WRITTEN REQUEST: Rewrite the records below, replacing "even-odd" with "nonzero" wherever it occurs and leaving every other character as it is.

Records from a dataset:
------------

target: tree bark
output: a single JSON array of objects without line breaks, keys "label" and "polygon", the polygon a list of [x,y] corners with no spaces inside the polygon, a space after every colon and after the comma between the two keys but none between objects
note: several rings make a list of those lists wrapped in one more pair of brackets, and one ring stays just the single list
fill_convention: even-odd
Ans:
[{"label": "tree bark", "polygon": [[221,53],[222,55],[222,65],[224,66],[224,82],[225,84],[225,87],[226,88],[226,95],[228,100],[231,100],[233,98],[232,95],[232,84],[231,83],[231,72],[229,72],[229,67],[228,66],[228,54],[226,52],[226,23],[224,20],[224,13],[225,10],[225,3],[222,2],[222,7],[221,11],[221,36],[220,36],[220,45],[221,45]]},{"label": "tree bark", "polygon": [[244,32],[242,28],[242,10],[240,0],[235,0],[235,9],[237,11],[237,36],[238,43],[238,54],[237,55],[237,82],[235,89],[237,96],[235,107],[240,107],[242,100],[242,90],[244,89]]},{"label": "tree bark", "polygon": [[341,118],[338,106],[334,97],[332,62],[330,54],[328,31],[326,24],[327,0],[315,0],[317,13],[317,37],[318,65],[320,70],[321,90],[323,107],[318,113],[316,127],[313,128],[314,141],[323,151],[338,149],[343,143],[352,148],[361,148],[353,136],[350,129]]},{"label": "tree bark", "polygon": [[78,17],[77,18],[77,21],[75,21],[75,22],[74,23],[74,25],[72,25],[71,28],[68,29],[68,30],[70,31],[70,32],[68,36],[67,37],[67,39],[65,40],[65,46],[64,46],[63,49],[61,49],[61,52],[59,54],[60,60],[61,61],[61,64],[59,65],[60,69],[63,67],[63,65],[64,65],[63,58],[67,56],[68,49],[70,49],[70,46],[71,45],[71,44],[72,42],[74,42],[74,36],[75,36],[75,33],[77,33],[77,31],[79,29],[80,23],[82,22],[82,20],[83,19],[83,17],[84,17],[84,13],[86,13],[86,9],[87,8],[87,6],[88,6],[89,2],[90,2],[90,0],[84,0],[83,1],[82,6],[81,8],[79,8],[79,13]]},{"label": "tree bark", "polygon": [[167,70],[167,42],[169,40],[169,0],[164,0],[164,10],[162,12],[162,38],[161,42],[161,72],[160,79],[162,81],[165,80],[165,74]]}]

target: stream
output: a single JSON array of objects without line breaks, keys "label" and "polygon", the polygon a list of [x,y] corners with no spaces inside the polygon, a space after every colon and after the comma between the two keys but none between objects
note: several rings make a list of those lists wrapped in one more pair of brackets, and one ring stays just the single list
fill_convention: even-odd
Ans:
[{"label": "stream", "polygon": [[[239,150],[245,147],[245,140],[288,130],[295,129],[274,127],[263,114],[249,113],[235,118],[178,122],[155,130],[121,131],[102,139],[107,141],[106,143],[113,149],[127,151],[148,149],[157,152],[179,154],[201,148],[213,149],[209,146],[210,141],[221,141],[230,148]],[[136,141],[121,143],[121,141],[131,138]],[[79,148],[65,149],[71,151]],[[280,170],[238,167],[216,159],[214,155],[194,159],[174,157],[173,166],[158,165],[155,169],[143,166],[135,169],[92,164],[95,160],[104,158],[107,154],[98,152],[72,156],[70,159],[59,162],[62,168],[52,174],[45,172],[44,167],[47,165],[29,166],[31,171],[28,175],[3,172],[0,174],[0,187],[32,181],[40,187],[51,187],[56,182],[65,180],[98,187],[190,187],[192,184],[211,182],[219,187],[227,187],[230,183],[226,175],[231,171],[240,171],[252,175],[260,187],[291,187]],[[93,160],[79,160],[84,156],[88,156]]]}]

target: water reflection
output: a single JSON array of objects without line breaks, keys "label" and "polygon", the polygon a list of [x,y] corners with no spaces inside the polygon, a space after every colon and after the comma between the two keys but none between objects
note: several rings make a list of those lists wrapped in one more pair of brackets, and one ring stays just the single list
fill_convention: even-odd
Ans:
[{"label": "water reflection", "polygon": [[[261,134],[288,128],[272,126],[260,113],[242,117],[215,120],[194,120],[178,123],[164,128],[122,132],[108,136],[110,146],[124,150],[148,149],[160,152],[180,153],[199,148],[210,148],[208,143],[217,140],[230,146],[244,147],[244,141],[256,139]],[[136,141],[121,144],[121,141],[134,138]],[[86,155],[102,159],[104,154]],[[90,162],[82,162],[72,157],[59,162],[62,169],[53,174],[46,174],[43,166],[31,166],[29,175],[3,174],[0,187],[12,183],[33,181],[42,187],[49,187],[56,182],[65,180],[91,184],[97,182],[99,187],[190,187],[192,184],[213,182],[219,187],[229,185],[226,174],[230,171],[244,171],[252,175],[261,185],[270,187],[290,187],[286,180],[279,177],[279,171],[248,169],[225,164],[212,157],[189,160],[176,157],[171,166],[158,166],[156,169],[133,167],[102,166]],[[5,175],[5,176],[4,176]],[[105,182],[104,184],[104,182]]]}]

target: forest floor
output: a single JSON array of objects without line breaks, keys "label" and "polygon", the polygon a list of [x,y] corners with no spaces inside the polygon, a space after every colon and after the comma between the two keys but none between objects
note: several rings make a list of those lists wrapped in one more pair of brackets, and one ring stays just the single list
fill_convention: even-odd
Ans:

------------

SOLUTION FOR THIS PROBLEM:
target: tree bark
output: a single JSON array of objects without line breaks, keys "label" and "polygon", the polygon a list of [x,y] corners with no spaces inside the polygon, a space after every colon and after the comma between the two keys but none between objects
note: several rings make a list of those lists wrapped in one more pair of brackets, and one ring stays just the single list
fill_convention: nonzero
Ans:
[{"label": "tree bark", "polygon": [[221,53],[222,55],[222,65],[224,66],[224,82],[225,84],[225,87],[226,88],[226,95],[228,100],[231,100],[233,98],[232,95],[232,84],[231,83],[231,72],[229,72],[229,67],[228,66],[228,54],[226,52],[226,23],[224,20],[224,13],[225,10],[225,3],[222,2],[222,7],[221,11],[221,36],[220,36],[220,45],[221,45]]},{"label": "tree bark", "polygon": [[244,32],[242,28],[242,10],[240,0],[235,0],[235,9],[237,11],[237,36],[238,43],[238,54],[237,55],[237,82],[235,89],[237,96],[235,107],[240,107],[242,100],[242,90],[244,89]]},{"label": "tree bark", "polygon": [[341,118],[338,106],[334,97],[332,62],[330,54],[328,31],[326,24],[327,0],[315,0],[317,13],[317,37],[318,65],[320,70],[321,90],[323,107],[318,113],[316,127],[313,128],[314,141],[323,151],[338,149],[343,143],[352,148],[361,148],[353,136],[350,129]]},{"label": "tree bark", "polygon": [[78,17],[77,18],[77,21],[75,21],[75,22],[74,23],[74,25],[72,25],[71,28],[68,29],[68,30],[70,31],[70,32],[68,36],[67,37],[67,39],[65,40],[65,46],[64,46],[63,49],[61,49],[61,52],[59,54],[60,60],[61,61],[61,64],[59,65],[60,69],[63,67],[63,65],[64,65],[63,58],[67,56],[68,49],[70,49],[70,46],[71,45],[71,44],[72,42],[74,42],[74,36],[75,36],[75,33],[77,33],[77,31],[79,29],[80,23],[82,22],[82,20],[83,19],[83,17],[84,17],[84,13],[86,13],[86,9],[87,8],[87,6],[88,6],[89,2],[90,2],[90,0],[84,0],[83,1],[82,6],[81,8],[79,8],[79,13]]},{"label": "tree bark", "polygon": [[167,70],[167,42],[169,40],[169,0],[164,0],[164,10],[162,12],[162,38],[161,42],[161,72],[160,79],[162,81],[165,80],[165,74]]}]

target: stream
output: a single JSON array of objects without line breaks, keys "label" and "polygon", the polygon a list of [x,y] corners with no spaces inside the polygon, a space after every colon and after the comma between the two keys but none between objects
note: several rings make a list of those lists wrapped in one more pair of brackets, and one ring stays just the single list
fill_convention: nonzero
Ans:
[{"label": "stream", "polygon": [[[239,150],[245,147],[245,140],[288,130],[295,129],[274,127],[263,114],[249,113],[235,118],[178,122],[155,130],[121,131],[102,139],[107,141],[106,143],[113,149],[127,151],[148,149],[157,152],[179,154],[201,148],[213,149],[209,146],[210,141],[221,141],[230,148]],[[136,141],[121,143],[121,141],[131,138]],[[79,148],[65,149],[71,151]],[[280,170],[238,167],[216,159],[214,155],[194,159],[174,157],[173,166],[158,165],[155,169],[143,166],[135,169],[92,164],[95,160],[104,158],[107,154],[98,152],[72,156],[70,159],[59,162],[62,168],[52,174],[45,172],[44,167],[47,165],[29,166],[31,171],[28,175],[3,172],[0,174],[0,187],[32,181],[40,187],[51,187],[56,182],[65,180],[98,187],[190,187],[192,184],[211,182],[219,187],[227,187],[230,183],[226,175],[231,171],[240,171],[252,175],[260,187],[291,187]],[[93,160],[79,160],[84,156],[88,156]]]}]

target: water reflection
output: a single JSON array of objects without line breaks, keys "label" and "polygon", the polygon a list of [x,y] corners with no spaces inside the polygon, a space after every colon and after the comma between the two keys but none between objects
note: several rings make a list of those lists wrapped in one more pair of brackets, and one ring stays just the single list
fill_convention: nonzero
Ans:
[{"label": "water reflection", "polygon": [[[261,134],[288,128],[272,126],[260,113],[242,117],[215,120],[194,120],[178,123],[164,128],[122,132],[108,136],[110,146],[124,150],[148,149],[160,152],[180,153],[199,148],[210,148],[208,143],[217,140],[230,146],[244,147],[244,141],[256,139]],[[136,141],[121,144],[121,141],[134,138]],[[86,155],[102,159],[104,154]],[[90,162],[82,162],[72,157],[59,162],[62,169],[53,174],[46,174],[43,166],[31,166],[29,175],[3,174],[0,187],[12,183],[33,181],[42,187],[49,187],[56,182],[65,180],[91,184],[97,182],[99,187],[190,187],[192,184],[213,182],[219,187],[229,185],[226,174],[230,171],[244,171],[252,175],[261,185],[270,187],[290,187],[286,180],[279,177],[279,171],[248,169],[225,164],[212,157],[189,160],[176,157],[171,166],[158,166],[156,169],[133,167],[102,166]],[[5,175],[5,176],[4,176]],[[105,182],[104,184],[104,182]]]}]

target: forest floor
output: a single JSON array of objects without line breaks, keys "label" and "polygon", the polygon a list of [x,y] corners with no spaces inside the polygon, a space after every colon and after the comma between the two keys but none between objects
note: several rings make a list of those lists wrapped in one more pair of brackets, and one ring stays just the single list
fill_convention: nonzero
Ans:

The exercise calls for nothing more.